Reproduce, character for character, the part of the newsgroup reply on disjoint subtypes between "Re: Modelling Disjoint" and "are *not* disjoint.", inclusive.

**EXTRACT PROVIDED**
________________________________________

Re: Modelling Disjoint Subtypes

From: David Portas <REMOVE_BEFORE_REPLYING_dportas_at_acm.org>
Date: 28 Mar 2007 02:41:17 -0700
Message-ID: <1175074877.506103.251950_at_e65g2000hsc.googlegroups.com>


On 24 Mar, 20:26, "V.J. Kumar" <vjkm..._at_gmail.com> wrote:
>
> > If there is no constraint separating R1<x, y> with R2,<x,y>, then
> > they are *not* disjoint.
>
> When I said "because R1 and R2 are disjoint", I implied that there is a
> constraint of course, e.g.: "R1 join R2 is_empty" or similar, as there
> would be with the three relvars !. Having dealt with that diversion,
> back to the original question: "under what circumstances, other than
> an attempt to emulate object oriented viewpoint, "R <x, y>; R1 <super R,
> z>; R2 <super R, w>" is 'better' than just "R1<x,y,z>, R2<x,y,w>" ? What
> is achieved by such decomposition ?"
>

One answer is that constraints and other logic relevant to x and y may have to be created for both relvars in the second case but only for one (the supertype one) in the first case. This is mostly an issue of implementation rather than design.

________________________________________

**RECORDED INFORMATION**
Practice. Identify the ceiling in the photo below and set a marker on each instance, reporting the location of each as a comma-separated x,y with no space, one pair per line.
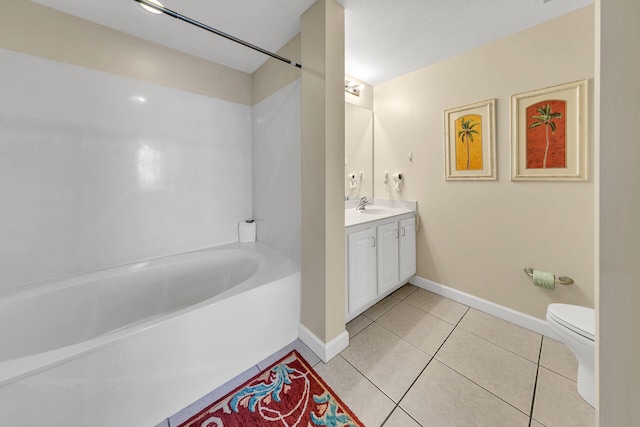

________________________________________

**EXERCISE RESULT**
Re: Modelling Disjoint Subtypes

From: David Portas <REMOVE_BEFORE_REPLYING_dportas_at_acm.org>
Date: 28 Mar 2007 02:41:17 -0700
Message-ID: <1175074877.506103.251950_at_e65g2000hsc.googlegroups.com>


On 24 Mar, 20:26, "V.J. Kumar" <vjkm..._at_gmail.com> wrote:
>
> > If there is no constraint separating R1<x, y> with R2,<x,y>, then
> > they are *not* disjoint.